TASK TO COMPLETE >> Write out every entry exactly as it stands.

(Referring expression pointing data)
=== Begin Enclosure ===

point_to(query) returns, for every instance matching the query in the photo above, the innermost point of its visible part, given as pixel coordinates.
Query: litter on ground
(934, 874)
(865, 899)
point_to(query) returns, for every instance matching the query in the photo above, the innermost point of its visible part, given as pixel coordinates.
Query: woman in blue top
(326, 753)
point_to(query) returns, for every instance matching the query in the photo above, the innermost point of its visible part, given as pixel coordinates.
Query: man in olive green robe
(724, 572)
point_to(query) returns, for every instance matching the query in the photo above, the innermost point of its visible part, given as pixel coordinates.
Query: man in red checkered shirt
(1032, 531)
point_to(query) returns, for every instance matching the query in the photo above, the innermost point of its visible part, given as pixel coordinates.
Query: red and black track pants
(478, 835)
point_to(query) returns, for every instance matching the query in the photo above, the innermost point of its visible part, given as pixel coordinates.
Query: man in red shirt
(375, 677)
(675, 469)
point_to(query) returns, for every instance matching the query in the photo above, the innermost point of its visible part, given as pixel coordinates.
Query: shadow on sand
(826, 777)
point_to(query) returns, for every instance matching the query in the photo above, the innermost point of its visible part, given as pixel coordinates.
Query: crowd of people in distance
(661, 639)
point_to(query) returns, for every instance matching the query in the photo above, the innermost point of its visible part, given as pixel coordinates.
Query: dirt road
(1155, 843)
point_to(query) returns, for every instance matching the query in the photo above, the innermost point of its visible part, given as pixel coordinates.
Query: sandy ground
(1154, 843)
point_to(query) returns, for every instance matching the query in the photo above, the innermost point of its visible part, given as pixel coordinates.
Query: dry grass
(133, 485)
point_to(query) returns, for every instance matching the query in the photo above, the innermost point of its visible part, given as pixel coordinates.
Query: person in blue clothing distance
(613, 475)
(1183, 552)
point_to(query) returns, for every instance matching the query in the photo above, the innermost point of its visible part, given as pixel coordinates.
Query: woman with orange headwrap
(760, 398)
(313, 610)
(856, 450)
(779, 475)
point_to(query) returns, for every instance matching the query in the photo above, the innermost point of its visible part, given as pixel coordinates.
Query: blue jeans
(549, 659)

=== End Enclosure ===

TASK SOLUTION >>
point_to(query) returns, for every instance matching the query in the photo above, the innermost point of its visible part, given as pixel coordinates.
Query: litter on ground
(934, 874)
(865, 899)
point_to(query) returns, for every instance matching the query in the photo above, the innermost point of its visible part, given as pixel coordinates.
Query: woman in blue top
(326, 753)
point_to(query) returns, for every instance matching the query in the photo above, the innermost point of its visible part, given as pixel coordinates.
Query: man in olive green robe
(724, 572)
point_to(query) returns, for every instance matching the query in the photo above, the innermost point of its visible part, given as pixel coordinates.
Query: man in red checkered shirt
(1032, 531)
point_to(query) returns, for every instance matching the query in the photo above, the innermost point of its visible part, given as pixel coordinates.
Query: red and black track pants
(478, 835)
point_to(query) returns, for every instance matching the query in the photo above, the innermost point of its visible part, given as pixel coordinates.
Query: man in red shirt
(375, 677)
(675, 469)
point_to(query) returns, for every instance matching the query in the photo above, the innermost point of its visible part, given as pixel coordinates.
Query: shadow on sand
(826, 777)
point_to(query) returns, for every instance matching the query in the photo above, the innermost point of its visible part, given as pixel coordinates.
Query: crowd of people in distance
(661, 639)
point_to(query) returns, for every instance matching the query in the photo above, the innermost point of its visible part, given as pixel coordinates.
Query: dirt road
(1155, 843)
point_to(query) returns, for every instance matching the query in the photo above, the innermost point of its visible part, given as pixel coordinates.
Query: sandy ground
(1154, 843)
point_to(query) returns, for every instance matching the query in the photo above, the innermost point of its visible part, given as pixel coordinates.
Query: dry grass
(133, 485)
point_to(query) returns, for every instance matching the query in the photo above, the innermost point of its visible part, given as pixel coordinates.
Query: person in blue clothing distance
(613, 475)
(1183, 552)
point_to(query) returns, for every instance matching the query in the photo above, the innermost point of its visible part, given as pixel coordinates.
Query: woman with orange headwrap
(760, 398)
(313, 610)
(856, 450)
(779, 475)
point_to(query) returns, for every instance matching the query in the photo above, the innermost point of its visible part, given as pixel coordinates.
Query: blue jeans
(549, 659)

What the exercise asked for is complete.